Give the records back exactly as written, but without the images.

DATASET CONTENT:
◆ ◆ ◆

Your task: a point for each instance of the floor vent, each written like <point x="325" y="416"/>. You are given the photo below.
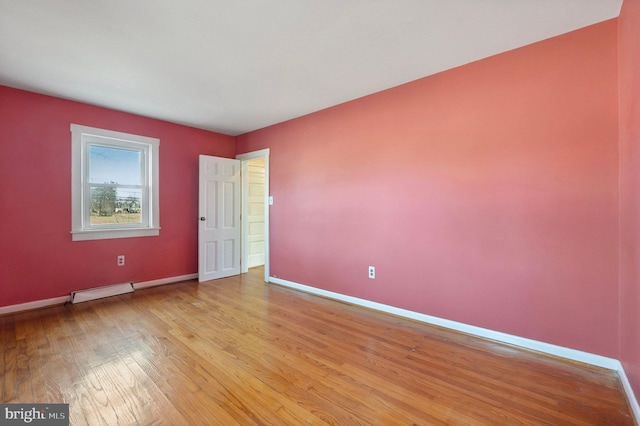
<point x="100" y="292"/>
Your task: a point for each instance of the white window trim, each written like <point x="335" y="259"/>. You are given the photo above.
<point x="79" y="141"/>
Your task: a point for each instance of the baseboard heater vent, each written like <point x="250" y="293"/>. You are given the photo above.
<point x="100" y="292"/>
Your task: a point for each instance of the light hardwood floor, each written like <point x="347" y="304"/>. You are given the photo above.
<point x="239" y="351"/>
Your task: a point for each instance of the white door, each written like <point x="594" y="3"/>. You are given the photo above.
<point x="219" y="224"/>
<point x="255" y="212"/>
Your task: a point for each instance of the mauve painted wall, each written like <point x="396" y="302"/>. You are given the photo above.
<point x="38" y="260"/>
<point x="487" y="194"/>
<point x="629" y="27"/>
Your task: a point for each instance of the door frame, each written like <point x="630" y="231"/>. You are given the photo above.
<point x="244" y="159"/>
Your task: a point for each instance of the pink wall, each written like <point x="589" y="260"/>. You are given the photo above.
<point x="629" y="27"/>
<point x="487" y="194"/>
<point x="38" y="259"/>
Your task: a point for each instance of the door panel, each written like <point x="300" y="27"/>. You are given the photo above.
<point x="219" y="224"/>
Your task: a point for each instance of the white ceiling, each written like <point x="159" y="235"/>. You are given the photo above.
<point x="238" y="65"/>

◆ ◆ ◆

TASK SOLUTION:
Your task: a point for each instance of the floor vent, each written like <point x="325" y="416"/>. You are given the photo below.
<point x="100" y="292"/>
Your task: a point for each instance of the white window trim, each written like <point x="335" y="259"/>. You are given the photo above.
<point x="79" y="141"/>
Your task: a point for each instance of the baseboard heater vent, each written like <point x="250" y="293"/>. You are given the photo above.
<point x="100" y="292"/>
Your task: a point for each instance of the light hardwood floor, each written like <point x="347" y="304"/>. You are given the photo above.
<point x="239" y="351"/>
Your task: a point for each instance of the white door, each written like <point x="594" y="3"/>. You are given the photo above.
<point x="219" y="224"/>
<point x="255" y="212"/>
Your task: a point for each instance of the mauve painted wall, each written like <point x="396" y="302"/>. You are given the photo above.
<point x="38" y="260"/>
<point x="487" y="194"/>
<point x="629" y="27"/>
Your task: a point for each instance of the door frame, each written like <point x="630" y="231"/>. You are given the photo above.
<point x="244" y="159"/>
Your task: a point for each instance of the pink wall, each written like <point x="589" y="260"/>. You are given the photo above.
<point x="629" y="27"/>
<point x="487" y="194"/>
<point x="38" y="259"/>
Your task: a point for each instance of the door panel, each written like <point x="300" y="27"/>. You are given the photo above.
<point x="219" y="224"/>
Your task: a point for each instance of the white ceiling, each written like <point x="159" y="235"/>. You are given the photo above.
<point x="238" y="65"/>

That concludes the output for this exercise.